··· Source records
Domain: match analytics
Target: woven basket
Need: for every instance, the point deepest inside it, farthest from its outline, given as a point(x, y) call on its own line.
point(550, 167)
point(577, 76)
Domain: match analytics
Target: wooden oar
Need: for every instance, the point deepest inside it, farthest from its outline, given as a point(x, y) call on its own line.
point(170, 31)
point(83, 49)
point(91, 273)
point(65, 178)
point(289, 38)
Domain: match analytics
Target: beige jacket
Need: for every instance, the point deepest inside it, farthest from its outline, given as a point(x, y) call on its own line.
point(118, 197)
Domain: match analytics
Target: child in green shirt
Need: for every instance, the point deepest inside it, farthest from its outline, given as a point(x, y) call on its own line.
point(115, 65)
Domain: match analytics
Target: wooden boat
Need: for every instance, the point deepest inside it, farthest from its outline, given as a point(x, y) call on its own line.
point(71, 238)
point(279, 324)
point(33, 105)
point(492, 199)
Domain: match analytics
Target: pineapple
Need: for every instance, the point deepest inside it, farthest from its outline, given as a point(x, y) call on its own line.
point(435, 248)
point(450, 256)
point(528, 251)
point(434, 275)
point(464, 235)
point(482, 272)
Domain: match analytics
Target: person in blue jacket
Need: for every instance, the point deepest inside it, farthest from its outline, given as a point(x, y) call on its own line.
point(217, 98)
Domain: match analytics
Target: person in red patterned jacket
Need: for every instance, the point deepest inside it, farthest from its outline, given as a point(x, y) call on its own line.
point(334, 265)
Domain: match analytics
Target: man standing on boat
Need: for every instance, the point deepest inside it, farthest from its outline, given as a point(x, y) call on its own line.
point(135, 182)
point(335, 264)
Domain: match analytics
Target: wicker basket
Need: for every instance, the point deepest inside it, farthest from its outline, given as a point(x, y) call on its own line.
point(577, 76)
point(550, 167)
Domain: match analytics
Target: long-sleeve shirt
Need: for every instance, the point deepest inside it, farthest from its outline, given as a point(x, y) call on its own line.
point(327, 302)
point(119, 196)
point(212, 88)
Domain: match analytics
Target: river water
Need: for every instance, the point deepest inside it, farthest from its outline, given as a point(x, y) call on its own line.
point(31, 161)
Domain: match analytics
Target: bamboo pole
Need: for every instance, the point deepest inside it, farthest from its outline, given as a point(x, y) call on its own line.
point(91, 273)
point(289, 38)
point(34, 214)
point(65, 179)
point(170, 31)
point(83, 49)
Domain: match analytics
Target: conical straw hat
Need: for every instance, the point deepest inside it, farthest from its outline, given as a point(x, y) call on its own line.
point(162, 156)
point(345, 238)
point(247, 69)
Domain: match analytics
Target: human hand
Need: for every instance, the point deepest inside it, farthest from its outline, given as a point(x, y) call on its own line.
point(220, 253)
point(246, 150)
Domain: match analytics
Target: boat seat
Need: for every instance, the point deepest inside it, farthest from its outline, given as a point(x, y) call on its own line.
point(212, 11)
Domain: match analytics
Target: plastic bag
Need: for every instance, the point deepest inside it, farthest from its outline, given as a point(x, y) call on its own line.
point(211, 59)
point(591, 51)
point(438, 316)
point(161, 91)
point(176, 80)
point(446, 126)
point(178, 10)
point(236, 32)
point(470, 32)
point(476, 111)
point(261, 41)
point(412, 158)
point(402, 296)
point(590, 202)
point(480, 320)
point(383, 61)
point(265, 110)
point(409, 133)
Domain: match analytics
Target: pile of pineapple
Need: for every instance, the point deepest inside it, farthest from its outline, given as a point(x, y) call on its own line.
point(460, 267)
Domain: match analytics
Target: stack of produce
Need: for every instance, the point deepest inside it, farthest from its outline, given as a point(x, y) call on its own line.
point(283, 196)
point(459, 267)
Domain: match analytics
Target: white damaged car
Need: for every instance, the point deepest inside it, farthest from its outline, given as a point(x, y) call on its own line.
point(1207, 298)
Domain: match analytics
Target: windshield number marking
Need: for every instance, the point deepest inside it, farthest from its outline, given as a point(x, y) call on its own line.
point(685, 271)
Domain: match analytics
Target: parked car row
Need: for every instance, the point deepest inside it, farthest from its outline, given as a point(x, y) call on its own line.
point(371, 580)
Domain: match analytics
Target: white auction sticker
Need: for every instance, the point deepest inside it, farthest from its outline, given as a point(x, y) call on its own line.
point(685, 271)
······
→ Description of the task:
Rewrite the records above, replacing "match analytics" with "sports analytics" everywhere it occurs and leaving everything else unchanged.

→ Output:
Domain: sports analytics
Target: woven basket
Need: for every instance, the point deepest inside it, farthest from its outline, given as a point(x, y) call on its own line.
point(550, 167)
point(577, 76)
Domain: sports analytics
Target: wooden oar
Need: for every instance, the point deepest inside it, farthest from its outline, given as a point(x, y) call on its own line.
point(170, 31)
point(83, 49)
point(91, 273)
point(65, 178)
point(289, 38)
Domain: sports analytics
Target: beige jacket
Need: for every instance, the point deepest inside it, farthest from its outline, given as a point(x, y) call on its own line.
point(118, 197)
Domain: sports analytics
Target: child in green shirt
Need: for every instance, the point deepest inside it, farthest from its outline, given as a point(x, y) call on its own line.
point(115, 65)
Domain: sports analytics
Target: wooden boat
Need: for every instance, the point deepest inside it, farthest from its outline, given as a point(x, y) call on its own line.
point(71, 238)
point(279, 324)
point(33, 105)
point(492, 199)
Domain: sports analytics
Target: pineapple
Need: for every instance, the point deepest inside it, farthest from its outline, given as a point(x, y) call on its own line.
point(435, 248)
point(450, 256)
point(528, 251)
point(434, 275)
point(464, 235)
point(482, 272)
Domain: sports analytics
Target: person in blue jacket
Need: for every instance, the point deepest inside it, farthest from its outline, given as a point(x, y) call on its own line.
point(217, 98)
Domain: sports analytics
Target: person in red patterned jacket
Need: for every instance, the point deepest inside it, farthest from its outline, given as a point(x, y) call on its own line.
point(334, 265)
Domain: sports analytics
Target: man standing on boat
Need: for every instance, the point deepest inside it, farthest from its outline, given as a point(x, y) call on its own line.
point(135, 182)
point(335, 264)
Domain: sports analytics
Target: wicker basket
Need: for every instance, the point deepest inside it, farthest from its outline, given as a point(x, y) call on its own line.
point(577, 76)
point(550, 167)
Domain: sports analytics
Target: long-sleeve shirt
Need: for every instance, the point deepest inside it, farthest from its outline, given as a point(x, y) call on its own line.
point(327, 302)
point(119, 196)
point(212, 88)
Domain: sports analytics
Target: river water
Need: for every instance, the point deepest inside it, farthest from its outline, given as a point(x, y) call on its own line.
point(31, 161)
Domain: sports analytics
Target: bamboo pole
Need: for every instance, the point deepest inside it, farthest from its outline, given as a point(x, y) call on its own line.
point(91, 273)
point(289, 38)
point(34, 214)
point(65, 179)
point(170, 31)
point(83, 49)
Domain: sports analytics
Target: conical straw hat
Need: for every instance, the point deepest inside it, farthest from its outline, given as a point(x, y) call on its own line.
point(162, 156)
point(345, 238)
point(247, 69)
Domain: sports analytics
Target: human hand
Need: for every instance, the point deepest inside it, farthest from its outline, given as a point(x, y) call on its own line.
point(220, 253)
point(246, 150)
Domain: sports analytics
Target: boat seat
Need: for every instance, the point deepest inside it, farthest from its outline, given as a point(x, y) call on its own line.
point(212, 11)
Domain: sports analytics
Target: plastic bag
Need: for every instance, the point deepest inside it, farthest from its outline, given as a point(x, y) call on its own line.
point(211, 59)
point(591, 51)
point(438, 316)
point(161, 91)
point(176, 80)
point(446, 126)
point(178, 10)
point(236, 32)
point(470, 32)
point(476, 111)
point(261, 41)
point(412, 158)
point(402, 296)
point(590, 202)
point(480, 320)
point(383, 61)
point(265, 110)
point(409, 133)
Domain: sports analytics
Target: pile of pineapple
Need: for every instance, the point deepest inside it, farthest from its outline, given as a point(x, y) call on its own line.
point(460, 267)
Domain: sports analytics
Target: stack of produce
Need: for every instance, the point deepest inside it, farthest from its outline, given as a point(x, y) call on its own line.
point(283, 196)
point(459, 267)
Domain: sports analytics
Target: white damaged car
Need: for every instance, the point deepest inside it, farthest from its outline, given as a point(x, y) call on its own line.
point(1207, 298)
Domain: sports analytics
Target: windshield number marking
Need: for every instance, the point deepest inside it, farthest from its outline, given as a point(x, y) call on its own line.
point(685, 271)
Domain: sports analytics
Target: parked car row
Need: for every instance, the point deepest inside it, farthest from its outline, given as a point(x, y) call on its own line.
point(371, 580)
Domain: sports analytics
Target: white auction sticker
Need: for every instance, the point deepest inside it, farthest from its outline, given as a point(x, y) call on its own line.
point(685, 271)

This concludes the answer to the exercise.